WHAT THE EXERCISE ASKS >>
Every record must appear in your reply exactly as written.

··· RECORDS FOR THIS EXERCISE ···

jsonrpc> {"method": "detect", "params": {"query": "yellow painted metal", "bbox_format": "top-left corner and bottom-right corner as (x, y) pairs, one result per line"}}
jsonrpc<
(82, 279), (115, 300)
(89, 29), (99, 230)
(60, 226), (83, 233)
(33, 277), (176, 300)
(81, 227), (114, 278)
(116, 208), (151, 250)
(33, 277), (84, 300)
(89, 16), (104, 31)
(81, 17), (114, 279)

···

ANSWER SECTION >>
jsonrpc> {"method": "detect", "params": {"query": "yellow painted metal", "bbox_format": "top-left corner and bottom-right corner as (x, y) pairs, one result per line"}}
jsonrpc<
(82, 279), (115, 300)
(89, 29), (99, 230)
(60, 226), (83, 233)
(33, 277), (176, 300)
(81, 227), (114, 278)
(116, 208), (151, 250)
(33, 277), (84, 300)
(89, 16), (104, 31)
(81, 17), (114, 279)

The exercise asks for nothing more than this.